* [Aim 1] Translate this sentence from the passage on the DEF dosing system into Spanish: "The pressure sensor (101) is strategically positioned downstream of the DPF to continuously monitor exhaust gas pressure."
* [Aim 2] From the passage on the DEF dosing system, write out the text between "[0039] Upon detecting" and "oxides (NOx) emissions.", inclusive.
## Start Selection
Example 1: Demonstrative Illustration of Usage of Proposed Invention
[0038] In a practical application of the present invention, a DEF dosing system (100) is integrated into a heavy-duty diesel vehicle equipped with a Diesel Particulate Filter (DPF) (102) and a Selective Catalytic Reduction (SCR) catalyst (104). The pressure sensor (101) is strategically positioned downstream of the DPF to continuously monitor exhaust gas pressure. As the vehicle operates, the pressure sensor (101) detects variations in exhaust gas pressure that indicate changes in engine load and exhaust flow dynamics.
[0039] Upon detecting a significant pressure variation, the control unit (105) receives real-time data from the pressure sensor (101) and calculates the corresponding exhaust gas turbulence. Based on this calculation, the control unit (105) generates control signals to modulate the dosing unit (103). For instance, if the pressure data indicates a high level of turbulence, the control unit (105) increases the dosing rate of DEF to enhance mixing with the exhaust stream (109), thus optimizing the reduction of nitrogen oxides (NOx) emissions.
## End Selection
## Start Information supplied
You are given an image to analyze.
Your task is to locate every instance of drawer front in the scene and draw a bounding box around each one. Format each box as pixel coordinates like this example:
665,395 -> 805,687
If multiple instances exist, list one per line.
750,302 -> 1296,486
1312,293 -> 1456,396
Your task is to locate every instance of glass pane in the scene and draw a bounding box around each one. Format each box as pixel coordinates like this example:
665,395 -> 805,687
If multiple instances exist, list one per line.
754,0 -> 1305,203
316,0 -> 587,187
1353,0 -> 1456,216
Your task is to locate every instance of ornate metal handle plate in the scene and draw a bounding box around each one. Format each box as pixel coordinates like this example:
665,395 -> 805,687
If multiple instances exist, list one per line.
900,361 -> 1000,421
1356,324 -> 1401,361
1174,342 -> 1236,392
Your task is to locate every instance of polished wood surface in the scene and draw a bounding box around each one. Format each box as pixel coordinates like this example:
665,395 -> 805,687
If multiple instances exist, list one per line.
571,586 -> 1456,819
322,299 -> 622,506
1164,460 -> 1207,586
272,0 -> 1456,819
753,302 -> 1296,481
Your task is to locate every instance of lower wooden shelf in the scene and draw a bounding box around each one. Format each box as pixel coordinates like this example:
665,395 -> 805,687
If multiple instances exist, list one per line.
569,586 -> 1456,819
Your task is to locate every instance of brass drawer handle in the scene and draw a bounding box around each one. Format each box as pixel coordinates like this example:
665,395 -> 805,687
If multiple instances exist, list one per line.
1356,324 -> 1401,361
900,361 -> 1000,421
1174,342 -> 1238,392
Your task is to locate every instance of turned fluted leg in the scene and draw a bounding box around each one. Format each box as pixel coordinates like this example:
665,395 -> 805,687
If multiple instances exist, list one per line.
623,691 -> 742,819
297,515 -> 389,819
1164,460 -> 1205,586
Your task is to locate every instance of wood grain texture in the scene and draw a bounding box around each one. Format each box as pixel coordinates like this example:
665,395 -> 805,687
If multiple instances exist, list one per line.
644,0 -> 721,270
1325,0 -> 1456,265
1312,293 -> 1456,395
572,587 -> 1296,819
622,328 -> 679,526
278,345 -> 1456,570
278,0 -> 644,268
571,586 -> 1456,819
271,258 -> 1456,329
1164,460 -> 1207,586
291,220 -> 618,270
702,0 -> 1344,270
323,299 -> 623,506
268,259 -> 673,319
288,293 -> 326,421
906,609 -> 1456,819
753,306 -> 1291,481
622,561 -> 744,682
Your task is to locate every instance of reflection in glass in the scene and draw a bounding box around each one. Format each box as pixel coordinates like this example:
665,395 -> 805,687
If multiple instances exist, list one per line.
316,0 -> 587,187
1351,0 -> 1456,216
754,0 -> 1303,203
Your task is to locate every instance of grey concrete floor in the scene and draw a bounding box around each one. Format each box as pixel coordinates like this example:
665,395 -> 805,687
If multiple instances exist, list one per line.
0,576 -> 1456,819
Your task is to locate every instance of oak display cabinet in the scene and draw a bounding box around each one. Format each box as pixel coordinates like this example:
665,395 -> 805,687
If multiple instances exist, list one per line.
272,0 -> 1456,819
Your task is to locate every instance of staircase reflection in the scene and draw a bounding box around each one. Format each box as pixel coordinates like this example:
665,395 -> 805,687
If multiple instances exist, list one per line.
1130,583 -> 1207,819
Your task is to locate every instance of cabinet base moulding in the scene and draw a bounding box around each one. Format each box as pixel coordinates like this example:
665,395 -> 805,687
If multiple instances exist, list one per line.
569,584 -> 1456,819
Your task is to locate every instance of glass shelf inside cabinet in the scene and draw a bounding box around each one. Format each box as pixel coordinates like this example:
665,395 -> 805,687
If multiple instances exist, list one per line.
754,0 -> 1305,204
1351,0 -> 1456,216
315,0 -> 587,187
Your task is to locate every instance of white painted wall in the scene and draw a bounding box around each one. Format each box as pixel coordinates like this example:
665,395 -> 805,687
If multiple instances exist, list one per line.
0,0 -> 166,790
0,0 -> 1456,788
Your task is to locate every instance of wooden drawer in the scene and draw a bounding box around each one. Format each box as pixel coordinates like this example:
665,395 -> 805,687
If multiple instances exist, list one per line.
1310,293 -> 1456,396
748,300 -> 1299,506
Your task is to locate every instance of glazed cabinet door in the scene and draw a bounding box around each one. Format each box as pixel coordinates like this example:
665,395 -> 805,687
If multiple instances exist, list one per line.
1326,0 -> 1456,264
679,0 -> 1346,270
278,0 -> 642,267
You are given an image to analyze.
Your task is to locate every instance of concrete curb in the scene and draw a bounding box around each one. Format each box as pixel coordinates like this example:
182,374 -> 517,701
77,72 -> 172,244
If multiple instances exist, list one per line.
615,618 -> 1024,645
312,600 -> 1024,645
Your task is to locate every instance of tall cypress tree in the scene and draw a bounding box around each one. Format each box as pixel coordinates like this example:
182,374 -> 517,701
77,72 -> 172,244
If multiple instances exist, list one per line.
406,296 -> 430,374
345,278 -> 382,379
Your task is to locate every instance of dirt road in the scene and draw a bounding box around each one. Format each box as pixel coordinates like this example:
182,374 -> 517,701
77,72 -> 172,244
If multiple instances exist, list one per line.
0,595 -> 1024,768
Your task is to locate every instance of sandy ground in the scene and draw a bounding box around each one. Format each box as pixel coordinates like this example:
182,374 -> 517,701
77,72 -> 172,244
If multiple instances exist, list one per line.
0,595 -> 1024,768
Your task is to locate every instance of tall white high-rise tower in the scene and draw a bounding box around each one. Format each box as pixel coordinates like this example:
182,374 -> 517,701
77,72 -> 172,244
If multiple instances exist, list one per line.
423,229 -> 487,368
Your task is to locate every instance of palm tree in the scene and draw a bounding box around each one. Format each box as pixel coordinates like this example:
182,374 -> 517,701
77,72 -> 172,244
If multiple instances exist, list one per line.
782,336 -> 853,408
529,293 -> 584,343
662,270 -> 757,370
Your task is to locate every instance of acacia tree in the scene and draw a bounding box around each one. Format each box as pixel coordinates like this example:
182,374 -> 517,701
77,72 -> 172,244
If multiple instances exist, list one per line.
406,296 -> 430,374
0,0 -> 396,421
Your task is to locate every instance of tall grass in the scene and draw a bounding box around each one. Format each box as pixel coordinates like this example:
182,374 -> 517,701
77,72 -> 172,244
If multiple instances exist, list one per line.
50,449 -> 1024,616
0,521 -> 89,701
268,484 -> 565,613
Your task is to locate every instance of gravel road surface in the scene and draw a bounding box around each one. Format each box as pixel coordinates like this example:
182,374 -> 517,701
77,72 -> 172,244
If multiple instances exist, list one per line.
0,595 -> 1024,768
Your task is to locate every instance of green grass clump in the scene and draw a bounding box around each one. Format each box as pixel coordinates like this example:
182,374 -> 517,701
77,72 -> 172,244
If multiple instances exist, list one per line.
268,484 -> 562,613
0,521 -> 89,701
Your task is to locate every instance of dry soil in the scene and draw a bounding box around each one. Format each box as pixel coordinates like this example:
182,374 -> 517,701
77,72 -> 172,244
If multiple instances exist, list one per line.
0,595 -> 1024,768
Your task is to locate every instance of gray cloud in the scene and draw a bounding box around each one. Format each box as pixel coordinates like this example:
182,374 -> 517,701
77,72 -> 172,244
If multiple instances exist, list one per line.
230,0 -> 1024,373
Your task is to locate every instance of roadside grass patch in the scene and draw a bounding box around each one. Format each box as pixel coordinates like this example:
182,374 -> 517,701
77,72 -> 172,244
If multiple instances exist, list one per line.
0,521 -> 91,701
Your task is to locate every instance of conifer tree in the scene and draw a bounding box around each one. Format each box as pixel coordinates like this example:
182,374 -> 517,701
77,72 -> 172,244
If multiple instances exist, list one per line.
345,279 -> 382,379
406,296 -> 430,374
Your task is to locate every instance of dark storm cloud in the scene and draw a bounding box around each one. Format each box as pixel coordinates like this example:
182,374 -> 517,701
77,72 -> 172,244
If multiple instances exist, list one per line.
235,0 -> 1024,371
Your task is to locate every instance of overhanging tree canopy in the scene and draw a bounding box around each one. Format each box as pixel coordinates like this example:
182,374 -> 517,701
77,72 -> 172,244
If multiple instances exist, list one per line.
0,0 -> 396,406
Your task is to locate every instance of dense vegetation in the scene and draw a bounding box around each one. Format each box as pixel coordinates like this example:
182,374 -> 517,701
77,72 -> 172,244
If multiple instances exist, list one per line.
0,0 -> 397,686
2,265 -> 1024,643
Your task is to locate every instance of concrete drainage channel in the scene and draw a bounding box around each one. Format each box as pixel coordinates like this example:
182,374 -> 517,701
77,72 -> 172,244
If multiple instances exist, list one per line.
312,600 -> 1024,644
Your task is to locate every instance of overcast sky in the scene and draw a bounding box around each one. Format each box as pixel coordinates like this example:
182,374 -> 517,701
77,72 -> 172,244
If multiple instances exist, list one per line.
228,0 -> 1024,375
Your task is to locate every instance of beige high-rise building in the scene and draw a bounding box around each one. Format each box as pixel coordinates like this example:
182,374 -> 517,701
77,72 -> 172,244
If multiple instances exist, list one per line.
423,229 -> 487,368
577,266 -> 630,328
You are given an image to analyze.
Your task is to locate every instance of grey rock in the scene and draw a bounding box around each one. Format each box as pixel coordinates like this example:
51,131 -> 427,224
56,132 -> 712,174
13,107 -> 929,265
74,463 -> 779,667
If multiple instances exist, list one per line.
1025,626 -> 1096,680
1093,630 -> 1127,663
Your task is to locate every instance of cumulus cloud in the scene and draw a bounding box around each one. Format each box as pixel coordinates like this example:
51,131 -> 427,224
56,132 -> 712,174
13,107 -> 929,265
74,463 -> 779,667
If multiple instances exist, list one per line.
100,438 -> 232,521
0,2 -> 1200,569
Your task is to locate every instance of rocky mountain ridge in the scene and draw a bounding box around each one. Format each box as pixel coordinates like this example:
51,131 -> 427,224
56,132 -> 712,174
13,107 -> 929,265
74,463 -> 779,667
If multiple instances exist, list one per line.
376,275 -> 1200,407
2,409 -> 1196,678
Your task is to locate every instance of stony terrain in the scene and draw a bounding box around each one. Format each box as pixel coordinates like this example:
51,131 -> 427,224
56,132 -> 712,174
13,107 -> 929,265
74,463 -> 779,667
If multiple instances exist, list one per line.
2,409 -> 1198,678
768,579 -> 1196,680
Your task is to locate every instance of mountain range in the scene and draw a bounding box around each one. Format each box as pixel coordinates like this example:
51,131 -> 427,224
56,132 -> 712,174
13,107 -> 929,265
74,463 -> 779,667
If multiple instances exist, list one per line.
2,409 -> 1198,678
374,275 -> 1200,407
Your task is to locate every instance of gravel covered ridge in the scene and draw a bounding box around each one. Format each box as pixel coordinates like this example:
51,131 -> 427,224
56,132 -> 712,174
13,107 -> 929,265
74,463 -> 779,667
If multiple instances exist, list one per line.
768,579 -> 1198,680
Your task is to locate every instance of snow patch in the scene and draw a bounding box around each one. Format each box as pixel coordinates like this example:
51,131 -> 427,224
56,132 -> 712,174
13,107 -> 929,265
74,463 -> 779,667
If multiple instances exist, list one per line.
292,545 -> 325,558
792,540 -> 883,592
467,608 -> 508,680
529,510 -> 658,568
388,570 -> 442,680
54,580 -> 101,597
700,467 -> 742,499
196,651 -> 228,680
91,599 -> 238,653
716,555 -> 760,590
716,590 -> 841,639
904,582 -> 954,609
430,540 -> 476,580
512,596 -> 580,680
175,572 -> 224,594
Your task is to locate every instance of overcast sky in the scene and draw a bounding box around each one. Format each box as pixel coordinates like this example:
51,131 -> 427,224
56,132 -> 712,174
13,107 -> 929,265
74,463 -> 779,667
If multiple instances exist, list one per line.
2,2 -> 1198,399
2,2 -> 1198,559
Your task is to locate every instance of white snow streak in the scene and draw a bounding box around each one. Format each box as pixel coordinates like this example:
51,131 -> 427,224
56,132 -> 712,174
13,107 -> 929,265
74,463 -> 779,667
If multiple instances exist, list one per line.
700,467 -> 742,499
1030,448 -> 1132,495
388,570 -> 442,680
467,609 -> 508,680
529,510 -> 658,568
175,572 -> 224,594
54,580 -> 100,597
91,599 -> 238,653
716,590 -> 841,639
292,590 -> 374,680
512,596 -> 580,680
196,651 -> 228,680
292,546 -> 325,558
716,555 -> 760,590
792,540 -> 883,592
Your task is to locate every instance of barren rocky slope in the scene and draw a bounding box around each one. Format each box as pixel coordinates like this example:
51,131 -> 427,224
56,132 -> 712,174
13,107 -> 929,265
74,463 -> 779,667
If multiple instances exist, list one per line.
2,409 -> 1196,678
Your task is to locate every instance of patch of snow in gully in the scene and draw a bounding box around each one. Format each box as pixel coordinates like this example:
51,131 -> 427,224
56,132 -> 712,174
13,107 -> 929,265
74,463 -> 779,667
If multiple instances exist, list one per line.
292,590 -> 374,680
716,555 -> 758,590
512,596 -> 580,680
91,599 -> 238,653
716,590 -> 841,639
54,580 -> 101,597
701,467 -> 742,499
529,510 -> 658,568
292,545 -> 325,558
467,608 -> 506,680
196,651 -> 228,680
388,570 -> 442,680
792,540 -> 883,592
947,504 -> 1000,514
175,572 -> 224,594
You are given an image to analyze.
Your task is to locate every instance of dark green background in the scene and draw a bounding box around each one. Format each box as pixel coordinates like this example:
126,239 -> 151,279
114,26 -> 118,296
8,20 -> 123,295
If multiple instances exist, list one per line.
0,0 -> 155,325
## End Information supplied
* [Exercise solution 1] El sensor de presión (101) está colocado estratégicamente aguas abajo del DPF para supervisar de forma continua la presión de los gases de escape.

* [Exercise solution 2]
[0039] Upon detecting a significant pressure variation, the control unit (105) receives real-time data from the pressure sensor (101) and calculates the corresponding exhaust gas turbulence. Based on this calculation, the control unit (105) generates control signals to modulate the dosing unit (103). For instance, if the pressure data indicates a high level of turbulence, the control unit (105) increases the dosing rate of DEF to enhance mixing with the exhaust stream (109), thus optimizing the reduction of nitrogen oxides (NOx) emissions.